> _DATA IN THIS EXERCISE_
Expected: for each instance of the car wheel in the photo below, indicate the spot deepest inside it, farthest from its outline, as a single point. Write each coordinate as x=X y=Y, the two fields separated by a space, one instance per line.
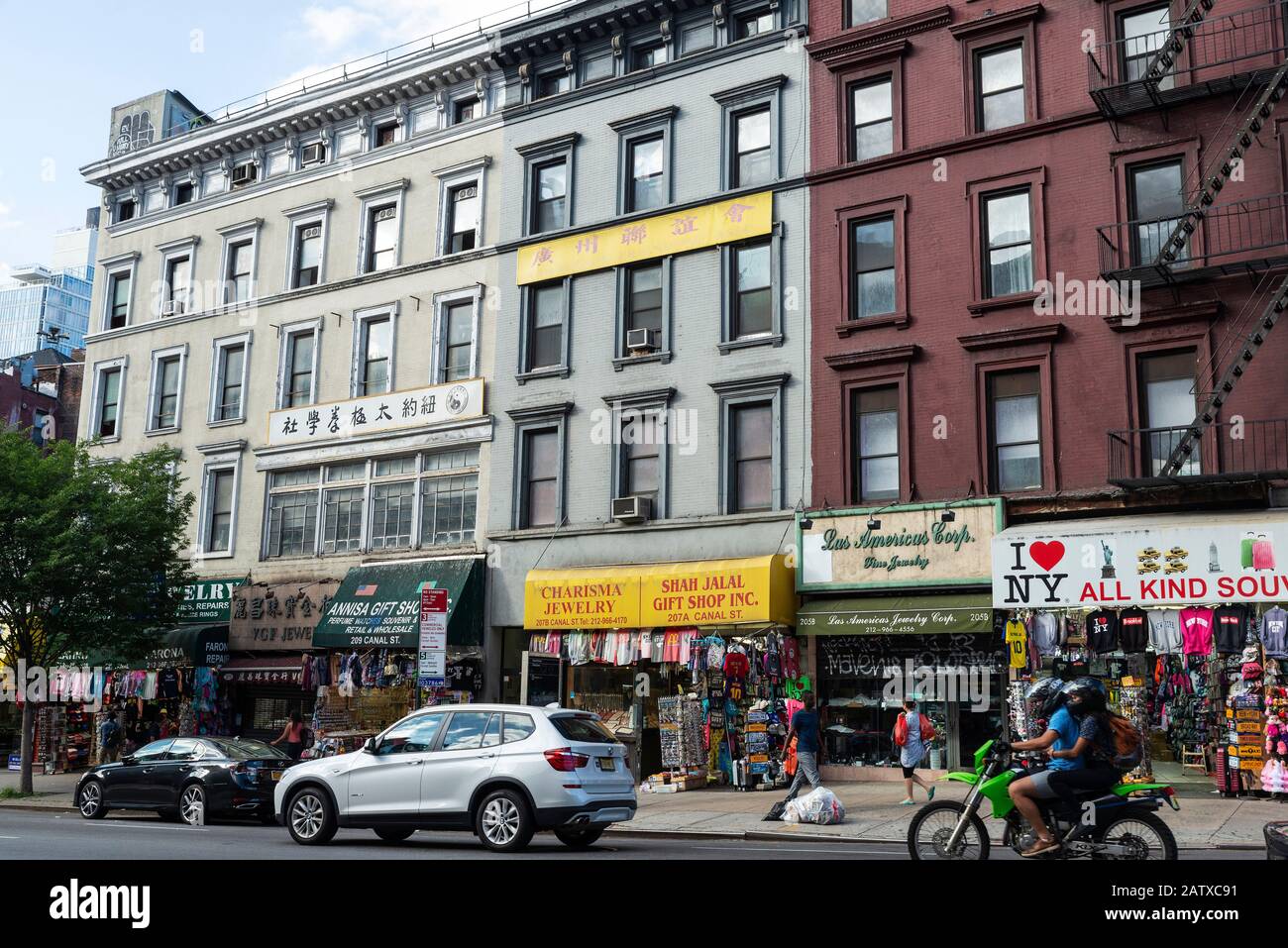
x=192 y=804
x=580 y=839
x=89 y=801
x=502 y=822
x=310 y=818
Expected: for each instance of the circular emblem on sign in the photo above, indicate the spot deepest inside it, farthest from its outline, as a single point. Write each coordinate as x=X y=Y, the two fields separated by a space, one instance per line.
x=458 y=398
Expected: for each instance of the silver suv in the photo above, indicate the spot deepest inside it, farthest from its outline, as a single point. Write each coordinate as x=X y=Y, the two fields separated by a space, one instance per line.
x=502 y=771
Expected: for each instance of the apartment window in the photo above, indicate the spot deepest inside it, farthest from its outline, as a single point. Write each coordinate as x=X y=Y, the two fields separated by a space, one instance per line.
x=553 y=82
x=1141 y=34
x=752 y=149
x=876 y=443
x=108 y=407
x=381 y=239
x=1014 y=408
x=540 y=484
x=1155 y=206
x=166 y=384
x=550 y=196
x=375 y=356
x=647 y=55
x=1167 y=406
x=241 y=262
x=647 y=163
x=754 y=24
x=1009 y=244
x=230 y=382
x=308 y=256
x=874 y=291
x=456 y=342
x=465 y=110
x=546 y=309
x=220 y=483
x=751 y=458
x=119 y=286
x=297 y=350
x=859 y=12
x=463 y=217
x=754 y=290
x=872 y=108
x=1000 y=88
x=644 y=300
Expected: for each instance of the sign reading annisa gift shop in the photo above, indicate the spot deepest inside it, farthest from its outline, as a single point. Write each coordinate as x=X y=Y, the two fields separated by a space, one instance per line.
x=898 y=548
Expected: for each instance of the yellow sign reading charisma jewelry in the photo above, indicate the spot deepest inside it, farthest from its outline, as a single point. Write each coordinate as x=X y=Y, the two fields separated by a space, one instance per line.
x=678 y=232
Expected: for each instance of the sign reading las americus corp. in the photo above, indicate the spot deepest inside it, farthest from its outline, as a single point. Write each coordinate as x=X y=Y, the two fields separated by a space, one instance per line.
x=900 y=546
x=376 y=414
x=678 y=232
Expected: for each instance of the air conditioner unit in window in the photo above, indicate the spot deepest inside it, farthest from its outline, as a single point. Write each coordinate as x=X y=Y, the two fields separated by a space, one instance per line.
x=312 y=155
x=640 y=340
x=631 y=509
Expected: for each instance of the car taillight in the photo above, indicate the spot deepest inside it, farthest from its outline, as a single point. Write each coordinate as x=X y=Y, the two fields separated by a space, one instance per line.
x=566 y=760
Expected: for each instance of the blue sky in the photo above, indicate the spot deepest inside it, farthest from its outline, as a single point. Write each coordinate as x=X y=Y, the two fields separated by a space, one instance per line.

> _SHORT EXERCISE_
All entries are to be retyped exactly. Omit any embedded images.

> _SOLUTION TO THIS EXERCISE_
Expected: for each instance of the car wheel in the photo below, indicate the spot deepest inside it, farthest from its outline, as a single point. Write each coordinate as x=X y=Y, the two fields separated by a space, one instance per line.
x=192 y=804
x=580 y=839
x=89 y=801
x=502 y=822
x=310 y=818
Expected: for each instance of the circular emblem on sign in the photo above, indicate the spot deepest inside it, farthest from its outline, as a single point. Write each coordinate as x=X y=Y, the two fields separated by a space, one instance per line.
x=458 y=398
Expected: for each instance of the silver suv in the photo above, indicate the spot deepest inside it, farthest from its outline, as a single point. Write each coordinate as x=X y=Y, the two fields separated by a space, one instance per line.
x=502 y=771
Expected: for each instance of the apartment window in the photo above, indicate the spot deepest inside it, farthest from its outline, as a single point. Write each coordinate as x=X y=Y, the two fields separated by a space, one instance per line.
x=553 y=82
x=1141 y=34
x=752 y=149
x=876 y=443
x=108 y=407
x=381 y=239
x=1014 y=408
x=540 y=484
x=1155 y=206
x=166 y=384
x=550 y=196
x=375 y=356
x=647 y=55
x=1167 y=406
x=241 y=262
x=647 y=163
x=754 y=24
x=1009 y=244
x=230 y=382
x=308 y=256
x=874 y=291
x=456 y=342
x=465 y=110
x=546 y=309
x=220 y=483
x=751 y=458
x=119 y=286
x=297 y=350
x=859 y=12
x=463 y=217
x=754 y=290
x=872 y=108
x=1000 y=88
x=644 y=300
Expected: for each instance of the sign reading annisa gift shop in the photo above, indicate the spot deepest inside it, farthest from its outline, as a single point. Write each coordinate as x=X y=Y, the two fields separated by a space, one instance per line.
x=898 y=548
Expected: for each instance of the yellow sign reading charisma jewelry in the photo above, indicate the spot deepest inside it, farthest from its outline, as a single point. Write each coordinate as x=X y=Y, the two fields separated by a space, one instance per line.
x=678 y=232
Expected: for each instance of the sign reading las americus corp. in the photo above, indicate the spot deepest inside it, farthest from its outline, as a single point. Write each coordinate as x=X y=Y, the two fields separated by a space, one instance per line.
x=900 y=546
x=376 y=414
x=678 y=232
Expected: for each instance of the air conditioner unit in window in the photo above, indicate the spot deepest inside it, farthest from its outline, as a single point. Write each coordinate as x=X y=Y, the two fields separated by a space, one instance per line.
x=312 y=155
x=640 y=340
x=631 y=509
Expected: for each instance of the car taillight in the photo above, indicate the spot deepest inside it, farthest from its outline, as a single point. Write each coordinate as x=X y=Y, the two fields separated by a space, one instance per line.
x=566 y=760
Expected: for each instance of the blue sky in the photo above, indicate the spot deepest inside it, farthest from its outline, as a single point. Write each coordinate as x=X y=Y, the two fields separated by a space, one instance per line.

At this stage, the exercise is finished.